■ **MATERIAL FOR THE TASK**:
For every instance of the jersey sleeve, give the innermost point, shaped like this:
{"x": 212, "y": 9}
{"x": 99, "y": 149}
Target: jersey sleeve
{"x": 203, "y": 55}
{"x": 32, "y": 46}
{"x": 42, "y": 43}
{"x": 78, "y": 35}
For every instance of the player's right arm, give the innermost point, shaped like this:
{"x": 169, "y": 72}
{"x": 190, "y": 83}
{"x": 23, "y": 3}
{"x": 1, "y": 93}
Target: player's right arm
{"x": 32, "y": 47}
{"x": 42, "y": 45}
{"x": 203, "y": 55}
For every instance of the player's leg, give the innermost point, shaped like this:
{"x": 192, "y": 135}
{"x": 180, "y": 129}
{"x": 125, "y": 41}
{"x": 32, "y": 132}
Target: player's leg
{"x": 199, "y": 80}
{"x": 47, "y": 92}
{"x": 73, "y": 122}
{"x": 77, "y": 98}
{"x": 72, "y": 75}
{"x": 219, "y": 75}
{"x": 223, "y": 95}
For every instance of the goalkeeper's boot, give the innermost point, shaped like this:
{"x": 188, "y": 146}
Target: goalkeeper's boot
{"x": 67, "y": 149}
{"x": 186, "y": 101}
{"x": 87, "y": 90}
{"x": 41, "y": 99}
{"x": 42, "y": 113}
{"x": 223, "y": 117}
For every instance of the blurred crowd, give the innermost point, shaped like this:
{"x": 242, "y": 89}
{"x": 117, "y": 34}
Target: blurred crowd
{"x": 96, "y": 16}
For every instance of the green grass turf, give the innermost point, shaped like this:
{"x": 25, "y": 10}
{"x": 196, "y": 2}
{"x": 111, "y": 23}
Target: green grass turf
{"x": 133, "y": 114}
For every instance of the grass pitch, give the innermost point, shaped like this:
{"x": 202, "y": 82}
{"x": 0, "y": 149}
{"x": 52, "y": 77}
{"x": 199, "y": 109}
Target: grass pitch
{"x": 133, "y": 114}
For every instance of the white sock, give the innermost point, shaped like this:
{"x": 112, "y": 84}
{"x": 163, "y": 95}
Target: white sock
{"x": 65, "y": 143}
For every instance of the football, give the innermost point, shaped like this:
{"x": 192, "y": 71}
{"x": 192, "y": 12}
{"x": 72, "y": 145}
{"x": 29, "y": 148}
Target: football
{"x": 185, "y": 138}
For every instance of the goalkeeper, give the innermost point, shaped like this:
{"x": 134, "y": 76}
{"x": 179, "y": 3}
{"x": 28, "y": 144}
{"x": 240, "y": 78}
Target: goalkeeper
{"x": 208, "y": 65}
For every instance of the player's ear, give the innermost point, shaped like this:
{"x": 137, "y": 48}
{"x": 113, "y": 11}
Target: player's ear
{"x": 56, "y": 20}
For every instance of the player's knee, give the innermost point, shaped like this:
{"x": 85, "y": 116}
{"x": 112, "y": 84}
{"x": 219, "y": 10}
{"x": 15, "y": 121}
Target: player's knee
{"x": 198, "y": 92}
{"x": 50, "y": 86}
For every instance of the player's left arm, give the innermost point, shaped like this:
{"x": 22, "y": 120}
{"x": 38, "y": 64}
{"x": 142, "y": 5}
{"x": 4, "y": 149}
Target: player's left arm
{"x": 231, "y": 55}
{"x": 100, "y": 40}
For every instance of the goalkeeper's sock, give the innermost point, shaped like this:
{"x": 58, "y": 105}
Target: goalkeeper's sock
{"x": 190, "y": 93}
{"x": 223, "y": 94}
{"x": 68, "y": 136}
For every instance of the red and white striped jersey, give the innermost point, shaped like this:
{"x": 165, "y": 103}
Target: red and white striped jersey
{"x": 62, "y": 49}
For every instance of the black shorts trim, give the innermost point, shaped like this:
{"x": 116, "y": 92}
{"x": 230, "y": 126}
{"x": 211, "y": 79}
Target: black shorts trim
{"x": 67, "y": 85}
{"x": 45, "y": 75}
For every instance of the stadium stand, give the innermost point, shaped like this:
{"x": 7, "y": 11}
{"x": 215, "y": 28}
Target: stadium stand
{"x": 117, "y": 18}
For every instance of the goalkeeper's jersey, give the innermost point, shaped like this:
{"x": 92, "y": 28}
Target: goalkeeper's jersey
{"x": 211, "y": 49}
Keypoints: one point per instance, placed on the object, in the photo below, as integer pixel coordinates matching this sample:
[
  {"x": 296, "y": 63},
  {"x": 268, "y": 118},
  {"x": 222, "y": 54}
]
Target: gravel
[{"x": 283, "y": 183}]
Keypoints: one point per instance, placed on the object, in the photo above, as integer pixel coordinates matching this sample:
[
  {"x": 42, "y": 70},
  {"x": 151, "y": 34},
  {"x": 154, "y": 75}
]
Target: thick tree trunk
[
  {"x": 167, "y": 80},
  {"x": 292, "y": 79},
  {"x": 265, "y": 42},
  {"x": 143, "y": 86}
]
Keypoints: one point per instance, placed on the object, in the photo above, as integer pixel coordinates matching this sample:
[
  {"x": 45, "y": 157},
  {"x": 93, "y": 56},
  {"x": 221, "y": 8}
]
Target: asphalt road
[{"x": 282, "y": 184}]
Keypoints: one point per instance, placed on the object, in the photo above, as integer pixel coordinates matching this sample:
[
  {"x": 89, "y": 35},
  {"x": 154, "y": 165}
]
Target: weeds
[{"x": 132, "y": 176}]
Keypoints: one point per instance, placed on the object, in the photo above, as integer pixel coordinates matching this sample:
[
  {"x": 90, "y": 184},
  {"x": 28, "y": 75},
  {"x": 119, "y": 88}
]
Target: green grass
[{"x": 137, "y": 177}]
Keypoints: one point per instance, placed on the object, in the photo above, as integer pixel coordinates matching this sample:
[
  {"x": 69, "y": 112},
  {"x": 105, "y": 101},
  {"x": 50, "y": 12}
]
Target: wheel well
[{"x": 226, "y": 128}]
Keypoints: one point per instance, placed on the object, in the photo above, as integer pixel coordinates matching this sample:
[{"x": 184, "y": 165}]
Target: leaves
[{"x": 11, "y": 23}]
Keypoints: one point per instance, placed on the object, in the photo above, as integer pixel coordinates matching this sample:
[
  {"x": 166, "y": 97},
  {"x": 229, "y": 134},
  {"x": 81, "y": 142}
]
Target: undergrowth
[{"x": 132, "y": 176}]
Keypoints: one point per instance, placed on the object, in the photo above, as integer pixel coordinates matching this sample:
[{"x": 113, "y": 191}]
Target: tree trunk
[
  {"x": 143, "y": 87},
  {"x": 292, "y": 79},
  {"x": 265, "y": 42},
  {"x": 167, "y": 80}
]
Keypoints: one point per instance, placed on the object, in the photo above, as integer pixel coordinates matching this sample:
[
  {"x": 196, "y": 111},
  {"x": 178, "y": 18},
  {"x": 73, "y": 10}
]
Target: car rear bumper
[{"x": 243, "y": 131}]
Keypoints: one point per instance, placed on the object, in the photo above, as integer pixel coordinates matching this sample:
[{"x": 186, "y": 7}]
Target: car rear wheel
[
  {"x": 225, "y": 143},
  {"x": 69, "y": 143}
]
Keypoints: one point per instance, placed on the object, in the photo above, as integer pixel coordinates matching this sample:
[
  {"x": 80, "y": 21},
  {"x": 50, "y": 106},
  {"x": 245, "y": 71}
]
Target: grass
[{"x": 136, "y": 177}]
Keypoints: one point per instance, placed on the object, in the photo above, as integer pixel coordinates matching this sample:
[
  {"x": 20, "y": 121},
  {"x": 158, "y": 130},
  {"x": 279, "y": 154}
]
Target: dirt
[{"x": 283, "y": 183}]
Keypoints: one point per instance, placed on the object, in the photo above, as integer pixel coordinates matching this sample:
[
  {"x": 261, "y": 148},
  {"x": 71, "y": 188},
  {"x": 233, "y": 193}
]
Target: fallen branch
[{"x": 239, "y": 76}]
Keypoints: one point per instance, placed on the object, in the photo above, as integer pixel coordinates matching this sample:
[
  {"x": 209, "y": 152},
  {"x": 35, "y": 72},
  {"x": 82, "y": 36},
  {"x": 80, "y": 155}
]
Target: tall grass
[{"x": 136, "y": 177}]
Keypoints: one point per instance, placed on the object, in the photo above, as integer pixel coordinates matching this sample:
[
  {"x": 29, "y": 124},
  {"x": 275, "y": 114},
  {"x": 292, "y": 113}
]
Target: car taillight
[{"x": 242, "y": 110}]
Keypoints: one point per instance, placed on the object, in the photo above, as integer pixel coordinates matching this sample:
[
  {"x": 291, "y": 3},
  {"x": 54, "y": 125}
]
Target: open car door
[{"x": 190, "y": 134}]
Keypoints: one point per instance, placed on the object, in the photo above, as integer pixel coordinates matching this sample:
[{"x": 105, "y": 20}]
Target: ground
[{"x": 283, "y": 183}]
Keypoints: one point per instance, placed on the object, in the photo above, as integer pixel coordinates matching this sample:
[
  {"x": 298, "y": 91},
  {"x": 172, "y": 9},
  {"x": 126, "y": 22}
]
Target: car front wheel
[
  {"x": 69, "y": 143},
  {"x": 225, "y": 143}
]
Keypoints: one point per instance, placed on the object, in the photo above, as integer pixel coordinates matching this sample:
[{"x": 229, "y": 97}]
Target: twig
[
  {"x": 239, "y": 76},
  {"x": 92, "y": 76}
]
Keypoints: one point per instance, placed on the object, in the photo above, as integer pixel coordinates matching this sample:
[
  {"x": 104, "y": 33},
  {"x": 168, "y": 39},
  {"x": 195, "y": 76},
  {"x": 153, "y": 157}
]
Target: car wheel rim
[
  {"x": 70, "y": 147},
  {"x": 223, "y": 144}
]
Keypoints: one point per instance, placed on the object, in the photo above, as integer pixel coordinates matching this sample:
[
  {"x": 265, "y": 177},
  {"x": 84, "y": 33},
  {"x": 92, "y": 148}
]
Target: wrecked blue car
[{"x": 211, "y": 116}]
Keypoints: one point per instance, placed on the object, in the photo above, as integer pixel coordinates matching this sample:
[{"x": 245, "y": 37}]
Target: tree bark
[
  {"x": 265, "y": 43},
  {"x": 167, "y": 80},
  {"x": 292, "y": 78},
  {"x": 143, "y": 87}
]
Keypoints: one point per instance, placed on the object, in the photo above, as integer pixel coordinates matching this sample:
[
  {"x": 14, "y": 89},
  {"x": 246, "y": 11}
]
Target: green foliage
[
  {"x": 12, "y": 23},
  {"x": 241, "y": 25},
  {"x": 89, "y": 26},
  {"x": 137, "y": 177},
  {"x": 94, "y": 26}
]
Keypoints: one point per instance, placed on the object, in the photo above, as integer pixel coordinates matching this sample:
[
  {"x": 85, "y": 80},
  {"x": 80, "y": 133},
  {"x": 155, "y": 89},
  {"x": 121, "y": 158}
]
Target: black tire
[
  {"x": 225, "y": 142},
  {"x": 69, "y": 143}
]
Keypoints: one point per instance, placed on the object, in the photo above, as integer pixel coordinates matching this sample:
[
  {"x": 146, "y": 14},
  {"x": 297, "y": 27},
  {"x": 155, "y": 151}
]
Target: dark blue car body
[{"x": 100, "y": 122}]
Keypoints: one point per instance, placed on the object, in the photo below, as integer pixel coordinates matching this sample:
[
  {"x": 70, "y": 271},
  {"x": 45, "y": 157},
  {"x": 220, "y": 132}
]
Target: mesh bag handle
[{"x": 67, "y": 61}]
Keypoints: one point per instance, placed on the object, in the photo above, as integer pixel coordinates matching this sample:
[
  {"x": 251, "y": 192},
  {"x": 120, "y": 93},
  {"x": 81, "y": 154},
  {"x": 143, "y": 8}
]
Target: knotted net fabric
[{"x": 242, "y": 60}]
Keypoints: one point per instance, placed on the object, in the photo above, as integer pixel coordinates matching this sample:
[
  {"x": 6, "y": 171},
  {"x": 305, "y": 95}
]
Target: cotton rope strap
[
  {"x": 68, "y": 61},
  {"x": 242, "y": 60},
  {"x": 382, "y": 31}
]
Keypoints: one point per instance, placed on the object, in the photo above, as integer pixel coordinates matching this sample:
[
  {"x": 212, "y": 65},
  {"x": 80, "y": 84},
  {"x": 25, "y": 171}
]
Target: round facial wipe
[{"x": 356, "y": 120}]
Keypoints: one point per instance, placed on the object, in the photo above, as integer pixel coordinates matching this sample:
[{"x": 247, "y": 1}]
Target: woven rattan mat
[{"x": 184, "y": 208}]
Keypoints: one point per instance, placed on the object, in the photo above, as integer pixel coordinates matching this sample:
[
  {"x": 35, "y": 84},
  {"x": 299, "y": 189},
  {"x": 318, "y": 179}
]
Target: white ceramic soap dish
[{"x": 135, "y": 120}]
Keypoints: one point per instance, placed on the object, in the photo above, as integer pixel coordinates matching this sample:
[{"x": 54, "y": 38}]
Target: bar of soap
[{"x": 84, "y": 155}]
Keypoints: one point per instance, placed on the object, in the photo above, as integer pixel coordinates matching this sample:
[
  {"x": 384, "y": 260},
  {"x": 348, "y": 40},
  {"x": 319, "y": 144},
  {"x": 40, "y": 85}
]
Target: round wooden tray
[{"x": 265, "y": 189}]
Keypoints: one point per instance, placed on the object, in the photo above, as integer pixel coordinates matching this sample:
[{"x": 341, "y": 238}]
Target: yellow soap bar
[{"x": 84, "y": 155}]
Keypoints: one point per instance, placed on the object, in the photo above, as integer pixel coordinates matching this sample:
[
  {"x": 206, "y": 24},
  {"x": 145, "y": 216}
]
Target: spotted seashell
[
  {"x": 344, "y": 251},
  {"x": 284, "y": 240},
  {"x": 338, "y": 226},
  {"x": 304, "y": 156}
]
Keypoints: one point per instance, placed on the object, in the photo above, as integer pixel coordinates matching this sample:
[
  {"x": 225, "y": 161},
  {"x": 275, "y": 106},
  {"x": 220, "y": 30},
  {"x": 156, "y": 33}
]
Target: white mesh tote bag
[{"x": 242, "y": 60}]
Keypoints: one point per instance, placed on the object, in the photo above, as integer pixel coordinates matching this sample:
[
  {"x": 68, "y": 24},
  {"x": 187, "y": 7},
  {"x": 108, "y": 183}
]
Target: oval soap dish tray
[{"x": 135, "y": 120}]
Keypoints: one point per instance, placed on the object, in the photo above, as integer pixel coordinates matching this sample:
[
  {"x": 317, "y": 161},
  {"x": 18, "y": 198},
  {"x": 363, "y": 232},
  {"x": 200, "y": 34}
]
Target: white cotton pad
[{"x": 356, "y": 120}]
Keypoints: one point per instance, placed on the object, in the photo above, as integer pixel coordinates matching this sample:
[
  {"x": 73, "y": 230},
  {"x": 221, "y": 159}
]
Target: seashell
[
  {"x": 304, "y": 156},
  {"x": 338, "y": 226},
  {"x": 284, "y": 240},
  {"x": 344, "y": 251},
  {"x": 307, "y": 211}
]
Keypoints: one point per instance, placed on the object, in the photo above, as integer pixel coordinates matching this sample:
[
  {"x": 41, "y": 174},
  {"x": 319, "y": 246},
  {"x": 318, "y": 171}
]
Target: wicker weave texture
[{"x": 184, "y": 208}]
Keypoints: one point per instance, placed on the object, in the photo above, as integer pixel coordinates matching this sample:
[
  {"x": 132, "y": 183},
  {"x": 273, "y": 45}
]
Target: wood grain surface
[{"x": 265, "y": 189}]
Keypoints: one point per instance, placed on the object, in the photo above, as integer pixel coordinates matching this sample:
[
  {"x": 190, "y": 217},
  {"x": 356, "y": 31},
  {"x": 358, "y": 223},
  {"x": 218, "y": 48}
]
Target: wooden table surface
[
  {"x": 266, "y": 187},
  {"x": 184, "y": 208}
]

■ **WORK INSTRUCTIONS**:
Every line from the one with "Target: wood grain surface" through the last line of the records above should be returned exactly, please, and no others.

■ **RESULT OF THIS EXERCISE**:
Target: wood grain surface
[{"x": 265, "y": 189}]
Keypoints: one point per instance, placed on the object, in the photo above, as integer pixel coordinates matching this sample:
[
  {"x": 190, "y": 217},
  {"x": 356, "y": 31},
  {"x": 358, "y": 223},
  {"x": 218, "y": 48}
]
Target: wooden table surface
[
  {"x": 266, "y": 187},
  {"x": 184, "y": 208}
]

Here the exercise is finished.